┌──
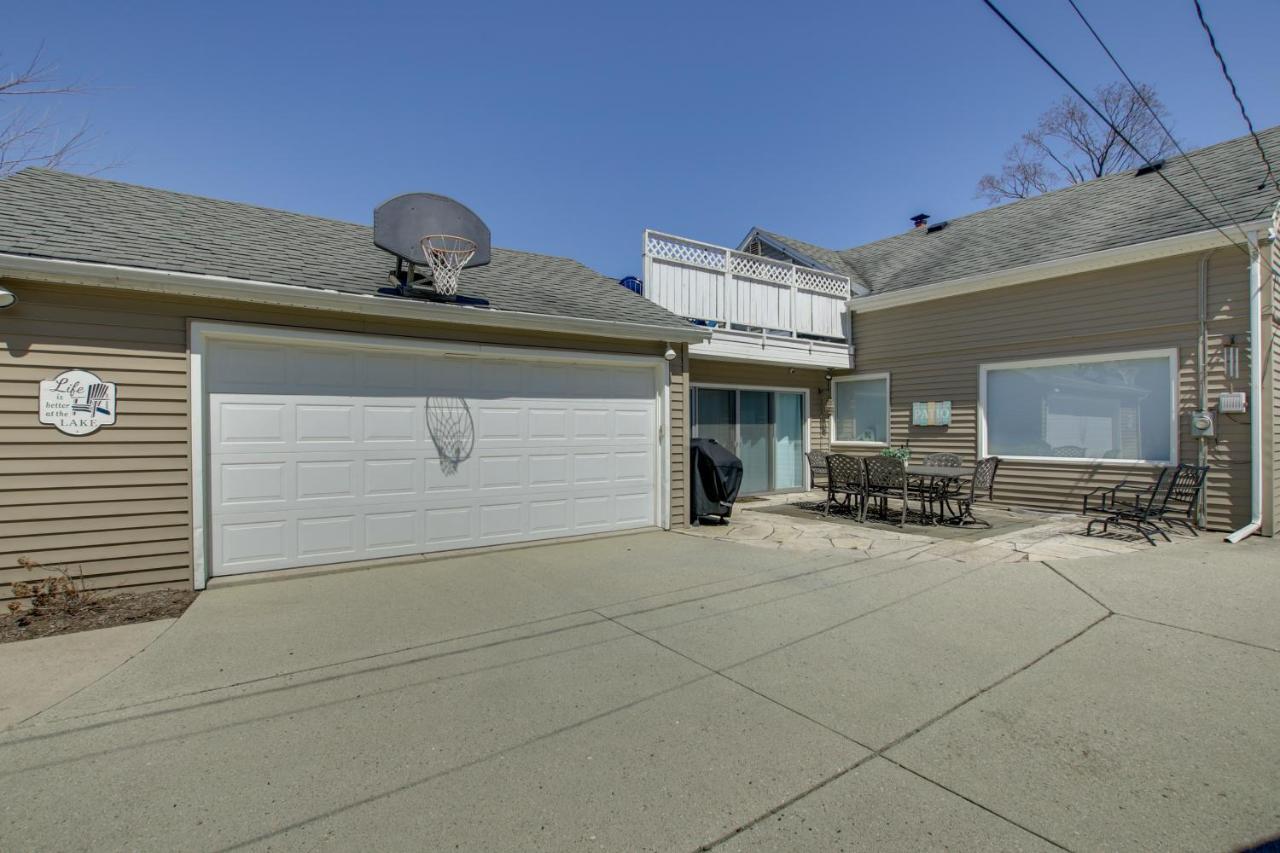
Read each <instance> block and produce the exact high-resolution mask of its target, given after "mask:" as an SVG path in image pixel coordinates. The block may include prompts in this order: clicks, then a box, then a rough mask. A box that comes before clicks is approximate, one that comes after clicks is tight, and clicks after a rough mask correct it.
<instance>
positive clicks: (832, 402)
mask: <svg viewBox="0 0 1280 853" xmlns="http://www.w3.org/2000/svg"><path fill="white" fill-rule="evenodd" d="M872 379H883V380H884V441H882V442H859V441H840V439H837V438H836V412H837V403H836V386H837V384H838V383H841V382H867V380H872ZM829 393H831V418H829V420H831V424H829V427H831V446H832V447H835V446H836V444H840V446H841V447H892V446H893V380H892V377H891V374H890V373H887V371H886V373H850V374H846V375H844V377H833V378H832V379H831V391H829Z"/></svg>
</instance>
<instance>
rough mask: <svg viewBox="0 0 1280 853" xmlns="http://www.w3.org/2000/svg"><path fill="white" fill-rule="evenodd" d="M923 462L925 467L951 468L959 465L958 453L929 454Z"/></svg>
mask: <svg viewBox="0 0 1280 853" xmlns="http://www.w3.org/2000/svg"><path fill="white" fill-rule="evenodd" d="M923 462H924V464H925V465H950V466H952V467H955V466H959V465H960V455H959V453H929V455H928V456H925V457H924V460H923Z"/></svg>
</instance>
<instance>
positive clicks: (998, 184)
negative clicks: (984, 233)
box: [977, 83, 1176, 204]
mask: <svg viewBox="0 0 1280 853" xmlns="http://www.w3.org/2000/svg"><path fill="white" fill-rule="evenodd" d="M1138 90H1139V91H1138V92H1134V90H1133V88H1130V87H1129V86H1126V85H1124V83H1108V85H1106V86H1100V87H1098V88H1097V90H1096V93H1094V95H1096V96H1094V102H1096V104H1097V105H1098V109H1100V110H1102V114H1103V115H1106V117H1107V119H1108V122H1110V123H1111V124H1107V123H1106V122H1102V120H1100V119H1098V118H1097V117H1096V115H1094V114H1093V113H1092V111H1089V110H1088V109H1085V106H1084V104H1083V102H1080V101H1079V100H1078V99H1075V97H1070V96H1068V97H1064V99H1062V100H1061V101H1059V102H1057V104H1055V105H1053V106H1051V108H1050V109H1048V110H1047V111H1044V113H1043V114H1042V115H1041V117H1039V120H1038V122H1037V123H1036V127H1034V128H1032V129H1030V131H1028V132H1027V133H1024V134H1023V140H1021V142H1020V143H1019V145H1015V146H1014V147H1012V149H1010V150H1009V151H1007V152H1006V154H1005V163H1004V167H1002V168H1001V173H1000V174H998V175H993V174H987V175H983V177H982V178H980V179H979V181H978V192H977V195H978V197H980V199H984V200H986V201H987V204H1000V202H1001V201H1010V200H1014V199H1027V197H1030V196H1034V195H1039V193H1042V192H1047V191H1050V190H1053V188H1055V187H1061V186H1064V184H1070V183H1080V182H1083V181H1092V179H1093V178H1101V177H1102V175H1105V174H1115V173H1116V172H1128V170H1129V169H1134V168H1137V167H1139V165H1142V164H1143V163H1146V161H1147V159H1148V158H1149V159H1152V160H1158V159H1161V158H1165V156H1169V155H1170V154H1172V152H1174V151H1175V150H1176V146H1175V145H1174V141H1172V140H1170V138H1169V136H1167V134H1166V133H1165V132H1164V129H1162V128H1161V127H1160V122H1157V120H1156V115H1153V114H1152V110H1153V111H1155V113H1156V114H1158V117H1160V119H1162V120H1164V122H1165V124H1169V123H1170V119H1169V110H1167V109H1165V105H1164V102H1162V101H1161V100H1160V97H1158V96H1157V95H1156V90H1155V88H1152V87H1151V86H1147V85H1146V83H1139V85H1138ZM1139 92H1140V93H1139ZM1143 100H1146V102H1147V104H1149V105H1151V109H1149V110H1148V109H1147V105H1146V104H1143ZM1111 126H1115V128H1119V129H1120V131H1121V132H1123V133H1124V136H1126V137H1129V140H1130V141H1132V142H1133V145H1134V146H1135V147H1130V146H1129V145H1128V143H1125V141H1124V140H1123V138H1121V134H1120V133H1117V132H1116V131H1115V129H1114V128H1112V127H1111Z"/></svg>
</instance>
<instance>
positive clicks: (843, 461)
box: [827, 453, 863, 488]
mask: <svg viewBox="0 0 1280 853" xmlns="http://www.w3.org/2000/svg"><path fill="white" fill-rule="evenodd" d="M827 464H828V471H829V474H828V476H831V485H832V487H833V488H850V487H851V488H859V487H861V484H863V460H860V459H858V457H856V456H845V455H844V453H833V455H831V456H828V457H827Z"/></svg>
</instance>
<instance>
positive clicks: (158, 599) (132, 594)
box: [0, 589, 197, 643]
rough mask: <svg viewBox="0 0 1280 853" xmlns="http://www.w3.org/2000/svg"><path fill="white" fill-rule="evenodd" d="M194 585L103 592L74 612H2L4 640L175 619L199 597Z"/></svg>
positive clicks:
└──
DIRECTIONS FOR THIS TASK: Render the items above as a JSON list of strings, one string per line, with blank lines omitted. Leave out the pictures.

EXERCISE SOLUTION:
[
  "Read each <instance> block and produce the exact high-resolution mask of its target, given after \"mask:\" as an SVG path in image pixel coordinates. The block may include prompts in this order: clicks, then a box, then a rough mask. A box that comes before clicks is approximate, one that comes after clicks is tight, and clicks after a rough mask correct it.",
  "<instance>",
  "positive clicks: (832, 402)",
  "mask: <svg viewBox=\"0 0 1280 853\" xmlns=\"http://www.w3.org/2000/svg\"><path fill=\"white\" fill-rule=\"evenodd\" d=\"M872 379H883V380H884V441H882V442H859V441H840V439H837V438H836V412H837V403H836V386H837V384H838V383H841V382H867V380H872ZM829 393H831V418H829V420H831V424H829V427H831V446H832V447H835V446H836V444H840V446H841V447H892V446H893V380H892V377H891V374H890V373H887V371H886V373H850V374H846V375H844V377H833V378H832V379H831V391H829Z\"/></svg>",
  "</instance>",
  "<instance>",
  "rough mask: <svg viewBox=\"0 0 1280 853\" xmlns=\"http://www.w3.org/2000/svg\"><path fill=\"white\" fill-rule=\"evenodd\" d=\"M923 462L925 467L951 468L959 465L958 453L929 454Z\"/></svg>",
  "mask: <svg viewBox=\"0 0 1280 853\" xmlns=\"http://www.w3.org/2000/svg\"><path fill=\"white\" fill-rule=\"evenodd\" d=\"M923 462H924V464H925V465H950V466H952V467H955V466H959V465H960V455H959V453H929V455H928V456H925V457H924V460H923Z\"/></svg>",
  "</instance>",
  "<instance>",
  "positive clicks: (998, 184)",
  "negative clicks: (984, 233)",
  "box: [977, 83, 1176, 204]",
  "mask: <svg viewBox=\"0 0 1280 853\" xmlns=\"http://www.w3.org/2000/svg\"><path fill=\"white\" fill-rule=\"evenodd\" d=\"M1138 90H1139V91H1138V92H1134V90H1133V88H1130V87H1129V86H1126V85H1124V83H1108V85H1106V86H1100V87H1098V88H1097V90H1096V93H1094V95H1096V96H1094V102H1096V104H1097V105H1098V109H1100V110H1102V114H1103V115H1106V117H1107V119H1108V122H1110V123H1111V124H1107V123H1106V122H1102V120H1100V119H1098V118H1097V117H1096V115H1094V114H1093V113H1092V111H1089V110H1088V109H1085V106H1084V104H1083V102H1080V101H1079V100H1078V99H1075V97H1070V96H1068V97H1064V99H1062V100H1061V101H1059V102H1057V104H1055V105H1053V106H1051V108H1050V109H1048V110H1047V111H1044V113H1043V114H1042V115H1041V117H1039V120H1038V122H1037V123H1036V127H1034V128H1032V129H1030V131H1028V132H1027V133H1024V134H1023V140H1021V142H1020V143H1019V145H1015V146H1014V147H1012V149H1010V150H1009V151H1007V152H1006V154H1005V163H1004V167H1002V168H1001V173H1000V174H998V175H993V174H987V175H983V177H982V178H980V179H979V181H978V192H977V195H978V197H980V199H984V200H986V201H987V204H1000V202H1001V201H1010V200H1014V199H1027V197H1030V196H1034V195H1039V193H1042V192H1047V191H1050V190H1053V188H1055V187H1061V186H1064V184H1070V183H1080V182H1083V181H1092V179H1093V178H1101V177H1102V175H1105V174H1115V173H1116V172H1128V170H1129V169H1134V168H1137V167H1139V165H1142V164H1143V163H1146V161H1147V159H1148V158H1149V159H1152V160H1158V159H1161V158H1165V156H1169V155H1170V154H1172V152H1174V151H1175V150H1176V146H1175V145H1174V141H1172V140H1170V138H1169V136H1167V134H1166V133H1165V132H1164V129H1162V128H1161V127H1160V122H1157V120H1156V115H1153V114H1152V110H1153V111H1155V113H1156V114H1158V117H1160V119H1162V120H1164V122H1165V124H1169V123H1170V119H1169V110H1167V109H1165V105H1164V102H1162V101H1161V100H1160V97H1158V96H1157V95H1156V90H1155V88H1152V87H1151V86H1147V85H1146V83H1139V85H1138ZM1139 92H1140V93H1139ZM1143 100H1146V102H1147V104H1149V105H1151V109H1149V110H1148V109H1147V105H1146V104H1143ZM1111 126H1115V128H1119V129H1120V131H1121V132H1123V133H1124V136H1126V137H1129V140H1130V141H1132V142H1133V145H1134V146H1135V147H1130V146H1129V145H1128V143H1125V141H1124V140H1123V138H1121V134H1120V133H1117V132H1116V131H1115V129H1114V128H1112V127H1111Z\"/></svg>",
  "</instance>",
  "<instance>",
  "positive clicks: (843, 461)",
  "box: [827, 453, 863, 488]",
  "mask: <svg viewBox=\"0 0 1280 853\" xmlns=\"http://www.w3.org/2000/svg\"><path fill=\"white\" fill-rule=\"evenodd\" d=\"M827 464H828V471H829V474H828V476H831V485H832V487H833V488H850V487H851V488H859V487H861V484H863V460H860V459H858V457H856V456H845V455H844V453H833V455H831V456H828V457H827Z\"/></svg>",
  "</instance>",
  "<instance>",
  "positive clicks: (158, 599) (132, 594)",
  "box: [0, 589, 197, 643]",
  "rough mask: <svg viewBox=\"0 0 1280 853\" xmlns=\"http://www.w3.org/2000/svg\"><path fill=\"white\" fill-rule=\"evenodd\" d=\"M194 585L103 592L74 612H2L4 640L175 619L199 597Z\"/></svg>",
  "positive clicks:"
]